> YOUR TASK
Turn every line of the listing below into a numbered list, leaving out any blank lines.

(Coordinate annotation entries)
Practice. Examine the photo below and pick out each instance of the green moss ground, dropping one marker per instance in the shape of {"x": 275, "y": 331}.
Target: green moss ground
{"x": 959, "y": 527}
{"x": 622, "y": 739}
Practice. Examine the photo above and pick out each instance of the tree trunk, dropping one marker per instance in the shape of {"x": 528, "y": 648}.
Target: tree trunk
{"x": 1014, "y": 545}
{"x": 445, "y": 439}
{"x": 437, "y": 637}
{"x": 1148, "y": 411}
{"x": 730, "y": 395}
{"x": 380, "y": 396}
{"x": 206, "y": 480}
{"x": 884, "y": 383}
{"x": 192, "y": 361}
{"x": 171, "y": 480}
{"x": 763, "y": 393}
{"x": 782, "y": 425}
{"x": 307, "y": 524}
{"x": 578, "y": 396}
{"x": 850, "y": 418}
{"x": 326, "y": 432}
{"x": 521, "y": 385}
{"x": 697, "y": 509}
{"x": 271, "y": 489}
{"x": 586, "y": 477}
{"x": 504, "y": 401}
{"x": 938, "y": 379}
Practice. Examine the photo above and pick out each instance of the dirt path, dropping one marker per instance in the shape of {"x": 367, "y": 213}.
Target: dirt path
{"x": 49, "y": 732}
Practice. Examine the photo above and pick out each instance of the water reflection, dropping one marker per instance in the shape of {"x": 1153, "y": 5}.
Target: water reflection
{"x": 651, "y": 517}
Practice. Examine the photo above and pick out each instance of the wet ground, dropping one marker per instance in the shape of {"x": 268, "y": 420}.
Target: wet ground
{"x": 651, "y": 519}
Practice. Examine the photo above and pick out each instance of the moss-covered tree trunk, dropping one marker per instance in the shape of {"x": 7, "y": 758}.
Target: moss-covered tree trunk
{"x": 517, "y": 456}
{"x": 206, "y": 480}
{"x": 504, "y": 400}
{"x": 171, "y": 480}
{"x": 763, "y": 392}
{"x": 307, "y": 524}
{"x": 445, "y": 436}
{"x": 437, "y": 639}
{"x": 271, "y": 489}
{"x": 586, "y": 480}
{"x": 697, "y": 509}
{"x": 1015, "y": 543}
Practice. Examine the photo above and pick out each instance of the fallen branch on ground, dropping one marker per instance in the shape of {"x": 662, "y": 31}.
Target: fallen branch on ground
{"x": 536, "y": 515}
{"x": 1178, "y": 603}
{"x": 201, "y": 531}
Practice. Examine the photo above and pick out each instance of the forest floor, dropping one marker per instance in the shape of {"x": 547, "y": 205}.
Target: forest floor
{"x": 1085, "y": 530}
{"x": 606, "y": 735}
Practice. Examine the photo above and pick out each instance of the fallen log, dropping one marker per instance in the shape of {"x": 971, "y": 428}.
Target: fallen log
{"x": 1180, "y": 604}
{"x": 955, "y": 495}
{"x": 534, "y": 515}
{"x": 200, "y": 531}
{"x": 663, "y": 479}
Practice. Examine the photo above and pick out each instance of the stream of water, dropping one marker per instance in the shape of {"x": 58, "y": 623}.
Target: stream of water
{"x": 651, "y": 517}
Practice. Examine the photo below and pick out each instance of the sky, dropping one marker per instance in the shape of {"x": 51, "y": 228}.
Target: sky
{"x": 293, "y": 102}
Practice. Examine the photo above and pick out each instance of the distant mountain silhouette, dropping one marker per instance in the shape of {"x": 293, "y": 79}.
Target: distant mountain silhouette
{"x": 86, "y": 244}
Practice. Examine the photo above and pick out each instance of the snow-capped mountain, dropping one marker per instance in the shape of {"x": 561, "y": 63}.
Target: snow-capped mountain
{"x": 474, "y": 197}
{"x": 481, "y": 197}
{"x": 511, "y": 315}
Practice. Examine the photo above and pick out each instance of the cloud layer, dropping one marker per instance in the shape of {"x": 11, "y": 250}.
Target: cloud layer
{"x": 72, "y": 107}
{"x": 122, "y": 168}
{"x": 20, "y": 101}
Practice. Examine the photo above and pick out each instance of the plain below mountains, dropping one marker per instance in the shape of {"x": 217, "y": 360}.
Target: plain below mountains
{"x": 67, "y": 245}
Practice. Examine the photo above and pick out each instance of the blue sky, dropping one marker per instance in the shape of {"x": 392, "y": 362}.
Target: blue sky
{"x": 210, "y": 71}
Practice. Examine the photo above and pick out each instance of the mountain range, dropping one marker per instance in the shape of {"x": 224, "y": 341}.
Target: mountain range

> FINAL RESULT
1. Practice. Examine the photo below and pick out each instance of the green moss ground, dropping one marker per instance in the shape of {"x": 275, "y": 331}.
2. Target: green moss ground
3. {"x": 959, "y": 527}
4. {"x": 622, "y": 739}
5. Practice. Examine the photo above and pick out each instance of the tree trunk, dropping one marker per instance in the shape of {"x": 528, "y": 648}.
6. Target: tree trunk
7. {"x": 1014, "y": 545}
8. {"x": 445, "y": 439}
9. {"x": 437, "y": 637}
10. {"x": 1148, "y": 411}
11. {"x": 730, "y": 395}
12. {"x": 380, "y": 396}
13. {"x": 206, "y": 480}
14. {"x": 884, "y": 383}
15. {"x": 192, "y": 361}
16. {"x": 171, "y": 480}
17. {"x": 763, "y": 393}
18. {"x": 782, "y": 425}
19. {"x": 307, "y": 524}
20. {"x": 578, "y": 396}
21. {"x": 850, "y": 418}
22. {"x": 326, "y": 432}
23. {"x": 521, "y": 385}
24. {"x": 697, "y": 509}
25. {"x": 271, "y": 489}
26. {"x": 586, "y": 477}
27. {"x": 504, "y": 401}
28. {"x": 938, "y": 379}
29. Practice. Examine the photo above and pick out each instance of the dirt path, dropping one marker per instance in the shape of {"x": 367, "y": 213}.
30. Target: dirt path
31. {"x": 49, "y": 732}
32. Practice. Examine the photo above and pick out each instance of the water reflection, dropping one marker per instance in the shape of {"x": 1153, "y": 5}.
33. Target: water reflection
34. {"x": 651, "y": 517}
35. Practice. Examine the photo above and pick out each instance of the wet ground, dropping one marker per instance in the shape of {"x": 268, "y": 420}.
36. Target: wet ground
37. {"x": 651, "y": 519}
38. Practice. Examine the photo above and pick out each instance of the moss-covered tree trunk, dropping one marker per instance in the shape of {"x": 7, "y": 758}.
39. Target: moss-covered tree trunk
40. {"x": 517, "y": 456}
41. {"x": 206, "y": 480}
42. {"x": 504, "y": 400}
43. {"x": 171, "y": 480}
44. {"x": 763, "y": 392}
45. {"x": 307, "y": 524}
46. {"x": 445, "y": 436}
47. {"x": 437, "y": 639}
48. {"x": 271, "y": 489}
49. {"x": 586, "y": 480}
50. {"x": 697, "y": 509}
51. {"x": 1015, "y": 543}
52. Practice. Examine the photo above and pick out each instance of the fallen branch on ground, dropping one marker per instance in the shape of {"x": 662, "y": 31}.
53. Target: fallen branch on ground
54. {"x": 536, "y": 515}
55. {"x": 1178, "y": 603}
56. {"x": 201, "y": 531}
57. Practice. Examine the photo above and pick out each instance of the forest floor, dropping one marker per instance in the shape of {"x": 547, "y": 205}.
58. Target: forest floor
59. {"x": 1085, "y": 530}
60. {"x": 606, "y": 735}
61. Practice. Examine the photo above and pick out each instance of the fallen log, dropping one marker per instance in the shape of {"x": 971, "y": 428}.
62. Target: fallen log
63. {"x": 1180, "y": 604}
64. {"x": 955, "y": 495}
65. {"x": 534, "y": 515}
66. {"x": 200, "y": 531}
67. {"x": 663, "y": 479}
68. Practice. Examine the photo above and pick out each instance of the stream of water, dropping one marker per instance in the shape of {"x": 58, "y": 623}.
69. Target: stream of water
70. {"x": 651, "y": 517}
71. Practice. Examine the photo below and pick out each instance of the sky, dropping one marker per instance in the shape of {"x": 51, "y": 228}.
72. Target: sky
73. {"x": 293, "y": 102}
74. Practice. Examine the photo above and pick out each instance of the distant mountain silhouette, dropping one marker per instance in the shape of {"x": 293, "y": 79}.
75. Target: distant mountain silhouette
76. {"x": 86, "y": 244}
77. Practice. Examine the photo above and pick out each instance of the snow-capped mountain, dropping one marker per instance in the shape of {"x": 561, "y": 63}.
78. Target: snow-capped mountain
79. {"x": 474, "y": 197}
80. {"x": 481, "y": 197}
81. {"x": 511, "y": 315}
82. Practice. Examine the photo above and pick out each instance of the cloud layer, dropping one marker per instance in the shape of {"x": 11, "y": 250}.
83. Target: cloud layer
84. {"x": 72, "y": 107}
85. {"x": 122, "y": 168}
86. {"x": 20, "y": 101}
87. Practice. Examine the photo above and pick out each instance of the plain below mountains, dropping one marker per instance in the shape of {"x": 217, "y": 360}.
88. Target: plain below mountains
89. {"x": 67, "y": 245}
90. Practice. Examine the photo above and pick out each instance of the blue sky, dropping one marker per instance in the shape of {"x": 392, "y": 362}.
91. Target: blue sky
92. {"x": 210, "y": 71}
93. Practice. Examine the photo above and pick out each instance of the mountain range, dropping one marker per instance in the shape of {"x": 224, "y": 341}.
94. Target: mountain range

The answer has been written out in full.